> 提示文:
よりみち

 この“よりみち”は、家長:石津が勝手に、ウンチクを語ることで、「こんな馬鹿な男もいるんだ」と、皆さんに生きる勇気を与える為の文章を載せています。  尚、内容に関しての苦情、反論、哀れみなどはご遠慮ください。強がっているわりには、打たれ弱い性格なので・・。また「憩の家みち」とは何ら関係なく、あくまで個人的主張であることを重ねてご理解ください。

よりみち

後期高齢者医療制度に物申す!

平成20年4月より、後期高齢者医療制度が始まった。偉い政治家の先生方が将来を危惧するあまり考えた画期的な制度なのかもしれない。俺は、難しい予算の問題とか制度に関して詳しく知っているわけではないけれど、とにかく、この制度の名前がよくない。批判を受けて、「長寿高齢者医療制度」と、名前を変えたみたいだけど、そんなもんで納得するわけないわな。

この制度の一番の問題点は年寄りの精神的な不安を生んでしまったのがマズイと思う。そりゃそうさ、「明日から、俺は後期高齢者だ」って落ち込む人もいるだろう。まぁ逆に施設では「後期高齢者祝い会」とか企画するかもしれんがさ。とにかく線引きはよくない。75歳からっつのがな。

> 元データ:
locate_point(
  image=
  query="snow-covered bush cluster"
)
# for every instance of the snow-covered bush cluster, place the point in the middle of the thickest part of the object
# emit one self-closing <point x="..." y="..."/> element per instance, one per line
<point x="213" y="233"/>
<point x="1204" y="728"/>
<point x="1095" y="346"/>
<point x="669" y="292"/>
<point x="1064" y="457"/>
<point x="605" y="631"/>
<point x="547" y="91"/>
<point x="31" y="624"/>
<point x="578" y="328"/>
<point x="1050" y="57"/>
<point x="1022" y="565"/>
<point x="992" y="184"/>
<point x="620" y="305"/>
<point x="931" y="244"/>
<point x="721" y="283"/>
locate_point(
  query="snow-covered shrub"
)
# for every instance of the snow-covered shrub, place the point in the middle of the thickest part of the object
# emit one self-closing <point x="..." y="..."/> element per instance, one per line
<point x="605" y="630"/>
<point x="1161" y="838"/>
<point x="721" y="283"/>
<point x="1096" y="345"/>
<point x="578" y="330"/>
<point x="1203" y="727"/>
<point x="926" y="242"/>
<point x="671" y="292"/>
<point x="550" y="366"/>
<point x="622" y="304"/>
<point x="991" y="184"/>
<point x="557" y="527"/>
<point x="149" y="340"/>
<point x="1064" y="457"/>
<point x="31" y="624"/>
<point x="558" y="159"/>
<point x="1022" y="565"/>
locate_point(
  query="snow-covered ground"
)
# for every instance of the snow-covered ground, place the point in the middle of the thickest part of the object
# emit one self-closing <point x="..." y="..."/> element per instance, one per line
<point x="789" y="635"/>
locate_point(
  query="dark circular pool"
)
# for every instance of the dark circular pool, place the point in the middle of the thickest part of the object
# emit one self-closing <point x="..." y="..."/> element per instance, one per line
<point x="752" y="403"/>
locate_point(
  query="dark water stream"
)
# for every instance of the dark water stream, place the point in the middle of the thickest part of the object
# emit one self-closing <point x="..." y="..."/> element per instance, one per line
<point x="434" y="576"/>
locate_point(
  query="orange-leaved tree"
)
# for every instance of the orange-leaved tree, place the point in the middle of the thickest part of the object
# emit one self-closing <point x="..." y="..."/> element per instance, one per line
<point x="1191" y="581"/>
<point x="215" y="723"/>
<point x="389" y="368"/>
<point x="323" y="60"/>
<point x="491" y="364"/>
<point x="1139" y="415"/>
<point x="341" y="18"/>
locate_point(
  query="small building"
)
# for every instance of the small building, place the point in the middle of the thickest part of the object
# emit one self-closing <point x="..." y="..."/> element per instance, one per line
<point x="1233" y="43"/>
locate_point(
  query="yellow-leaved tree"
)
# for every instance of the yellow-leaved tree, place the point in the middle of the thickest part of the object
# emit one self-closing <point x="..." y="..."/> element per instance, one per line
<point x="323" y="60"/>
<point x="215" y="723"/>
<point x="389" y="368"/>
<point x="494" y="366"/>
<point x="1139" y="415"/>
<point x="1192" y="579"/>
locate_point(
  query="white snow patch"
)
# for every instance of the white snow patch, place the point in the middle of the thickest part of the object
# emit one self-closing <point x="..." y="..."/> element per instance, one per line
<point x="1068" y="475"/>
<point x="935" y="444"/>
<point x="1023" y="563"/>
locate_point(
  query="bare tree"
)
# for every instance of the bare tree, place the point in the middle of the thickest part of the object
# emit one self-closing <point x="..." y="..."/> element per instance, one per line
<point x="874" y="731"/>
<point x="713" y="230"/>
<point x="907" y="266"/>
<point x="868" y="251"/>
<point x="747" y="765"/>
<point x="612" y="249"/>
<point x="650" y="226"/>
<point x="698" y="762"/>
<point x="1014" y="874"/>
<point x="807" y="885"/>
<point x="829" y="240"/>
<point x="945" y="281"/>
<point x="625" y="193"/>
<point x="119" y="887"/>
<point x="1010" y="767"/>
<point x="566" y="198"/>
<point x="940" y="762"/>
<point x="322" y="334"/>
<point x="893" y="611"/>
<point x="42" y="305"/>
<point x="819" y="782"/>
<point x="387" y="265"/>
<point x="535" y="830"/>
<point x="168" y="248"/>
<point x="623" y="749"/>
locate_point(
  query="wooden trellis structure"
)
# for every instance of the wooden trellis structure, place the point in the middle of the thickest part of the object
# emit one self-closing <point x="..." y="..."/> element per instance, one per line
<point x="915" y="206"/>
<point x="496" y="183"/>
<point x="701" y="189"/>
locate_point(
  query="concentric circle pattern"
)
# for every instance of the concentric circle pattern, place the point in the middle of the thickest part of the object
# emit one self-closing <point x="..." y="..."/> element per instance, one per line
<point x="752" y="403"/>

> 取り組む課題:
A – 提示文によると、後期高齢者医療制度はいつ始まりましたか。
B – 提示文から、「後期高齢者医療制度に物申す!」で始まり「ない。75歳からっつのがな。」で終わる部分を、一字も変えずに書き写しなさい。

> 課題別解答:
A – 平成20年4月に始まりました。

B –
後期高齢者医療制度に物申す!

平成20年4月より、後期高齢者医療制度が始まった。偉い政治家の先生方が将来を危惧するあまり考えた画期的な制度なのかもしれない。俺は、難しい予算の問題とか制度に関して詳しく知っているわけではないけれど、とにかく、この制度の名前がよくない。批判を受けて、「長寿高齢者医療制度」と、名前を変えたみたいだけど、そんなもんで納得するわけないわな。

この制度の一番の問題点は年寄りの精神的な不安を生んでしまったのがマズイと思う。そりゃそうさ、「明日から、俺は後期高齢者だ」って落ち込む人もいるだろう。まぁ逆に施設では「後期高齢者祝い会」とか企画するかもしれんがさ。とにかく線引きはよくない。75歳からっつのがな。